### LIST OF TASKS
1. Can you rewrite the huge pages text from "mount -t hugetlbfs" up to and including "resource request hugepages-<hugepagesize>.", renaming "EmptyDirVolumeSource" to "HugePagesVolumeSource"?
2. Which lines in the rows contain the string "clicks", with case counting? Copy each of those lines.

In order to consume huge pages backed by the hugetlbfs filesystem inside the specified container in the pod, it is helpful to understand the set of mount options used with hugetlbfs. For more details, see “Using Huge Pages” here: https://www.kernel.org/doc/Documentation/vm/hugetlbpage.txt

mount -t hugetlbfs \
	-o uid=<value>,gid=<value>,mode=<value>,pagesize=<value>,size=<value>,\
	min_size=<value>,nr_inodes=<value> none /mnt/huge

The proposal recommends extending the existing EmptyDirVolumeSource to satisfy this use case. A new medium=HugePages[-<hugepagesize>] options would be supported. To write into this volume, the pod must make a request for huge pages. The pagesize argument is inferred from the medium of the mount if medium: HugePages-<hugepagesize> notation is used. For medium: HugePages notation the pagesize argument is inferred from the resource request hugepages-<hugepagesize>.

The existing sizeLimit option for emptyDir would restrict usage to the minimum value specified between sizeLimit and the sum of huge page limits of all containers in a pod. This keeps the behavior consistent with memory backed emptyDir volumes whose usage is ultimately constrained by the pod cgroup sandbox memory settings. The min_size option is omitted as its not necessary. The nr_inodes mount option is omitted at this time in the same manner it is omitted with medium=Memory when using tmpfs.

The following is a sample pod that is limited to 1Gi huge pages of size 2Mi and 2Gi huge pages of size 1Gi. It can consume those pages using shmget() or via mmap() with the specified volume.

apiVersion: v1
kind: Pod
metadata:
  name: example
spec:
  containers:
...
    volumeMounts:
    - mountPath: /hugepages-2Mi
      name: hugepage-2mi
    - mountPath: /hugepages-1Gi
      name: hugepage-1gi
    resources:
      requests:
        hugepages-2Mi: 1Gi
        hugepages-1Gi: 2Gi
      limits:
        hugepages-2Mi: 1Gi
        hugepages-1Gi: 2Gi
  volumes:
  - name: hugepage-2mi
    emptyDir:
      medium: HugePages-2Mi
  - name: hugepage-1gi
    emptyDir:
      medium: HugePages-1Gi

For backwards compatibility, a pod that uses one page size should pass validation if a volume emptyDir medium=HugePages notation is used.

The following is an example of a pod backward compatible with the current implementation. It uses medium: HugePages notation and requests hugepages of one size.

apiVersion: v1
kind: Pod
metadata:
  name: example
spec:
  containers:
...

### SUPPLIED RECORDS
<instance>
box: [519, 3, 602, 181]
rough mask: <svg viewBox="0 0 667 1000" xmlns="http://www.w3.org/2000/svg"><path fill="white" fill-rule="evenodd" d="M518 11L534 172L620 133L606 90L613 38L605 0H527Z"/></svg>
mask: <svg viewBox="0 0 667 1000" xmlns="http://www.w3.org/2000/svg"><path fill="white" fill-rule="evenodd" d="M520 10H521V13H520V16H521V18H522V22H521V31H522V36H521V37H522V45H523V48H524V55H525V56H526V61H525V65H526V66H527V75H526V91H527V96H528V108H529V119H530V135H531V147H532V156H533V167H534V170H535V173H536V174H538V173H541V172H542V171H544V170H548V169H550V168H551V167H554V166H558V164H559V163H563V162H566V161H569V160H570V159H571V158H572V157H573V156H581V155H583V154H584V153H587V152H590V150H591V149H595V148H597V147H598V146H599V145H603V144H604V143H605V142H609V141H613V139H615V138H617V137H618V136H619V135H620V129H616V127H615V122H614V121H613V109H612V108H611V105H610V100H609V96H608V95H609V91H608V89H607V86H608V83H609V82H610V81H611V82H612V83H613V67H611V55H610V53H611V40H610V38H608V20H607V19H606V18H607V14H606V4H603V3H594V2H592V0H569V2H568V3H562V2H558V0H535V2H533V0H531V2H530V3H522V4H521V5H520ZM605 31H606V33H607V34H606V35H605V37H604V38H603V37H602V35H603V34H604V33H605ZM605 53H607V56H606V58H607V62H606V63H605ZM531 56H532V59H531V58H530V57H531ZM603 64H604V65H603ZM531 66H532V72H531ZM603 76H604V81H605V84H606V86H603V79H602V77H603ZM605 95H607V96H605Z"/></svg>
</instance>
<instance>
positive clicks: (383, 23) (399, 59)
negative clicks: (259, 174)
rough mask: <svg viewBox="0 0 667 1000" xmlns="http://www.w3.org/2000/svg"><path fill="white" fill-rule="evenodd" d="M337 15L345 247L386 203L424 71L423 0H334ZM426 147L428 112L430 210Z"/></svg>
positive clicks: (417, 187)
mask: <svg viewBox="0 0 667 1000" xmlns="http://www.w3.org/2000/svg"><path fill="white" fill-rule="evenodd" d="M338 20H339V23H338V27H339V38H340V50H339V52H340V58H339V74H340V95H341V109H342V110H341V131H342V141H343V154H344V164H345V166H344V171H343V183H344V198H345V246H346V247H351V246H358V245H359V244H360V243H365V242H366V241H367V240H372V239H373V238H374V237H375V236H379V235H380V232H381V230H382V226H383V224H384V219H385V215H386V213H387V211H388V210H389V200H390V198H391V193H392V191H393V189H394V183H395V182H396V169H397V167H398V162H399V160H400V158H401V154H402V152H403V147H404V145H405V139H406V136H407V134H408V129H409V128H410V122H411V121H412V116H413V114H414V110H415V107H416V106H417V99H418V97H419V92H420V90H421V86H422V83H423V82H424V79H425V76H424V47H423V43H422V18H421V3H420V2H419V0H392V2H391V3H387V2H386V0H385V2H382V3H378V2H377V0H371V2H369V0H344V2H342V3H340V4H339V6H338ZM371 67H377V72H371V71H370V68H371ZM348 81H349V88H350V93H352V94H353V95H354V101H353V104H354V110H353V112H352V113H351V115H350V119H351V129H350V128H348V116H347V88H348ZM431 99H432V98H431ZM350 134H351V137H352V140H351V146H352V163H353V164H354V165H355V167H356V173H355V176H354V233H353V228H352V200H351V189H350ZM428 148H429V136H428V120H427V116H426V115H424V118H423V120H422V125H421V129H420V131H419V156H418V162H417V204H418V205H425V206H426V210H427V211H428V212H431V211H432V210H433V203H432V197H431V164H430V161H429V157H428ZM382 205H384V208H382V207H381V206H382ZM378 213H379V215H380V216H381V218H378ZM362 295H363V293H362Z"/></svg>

### SOLVED TASKS
1.
mount -t hugetlbfs \
	-o uid=<value>,gid=<value>,mode=<value>,pagesize=<value>,size=<value>,\
	min_size=<value>,nr_inodes=<value> none /mnt/huge

The proposal recommends extending the existing HugePagesVolumeSource to satisfy this use case. A new medium=HugePages[-<hugepagesize>] options would be supported. To write into this volume, the pod must make a request for huge pages. The pagesize argument is inferred from the medium of the mount if medium: HugePages-<hugepagesize> notation is used. For medium: HugePages notation the pagesize argument is inferred from the resource request hugepages-<hugepagesize>.

2.
positive clicks: (383, 23) (399, 59)
negative clicks: (259, 174)
positive clicks: (417, 187)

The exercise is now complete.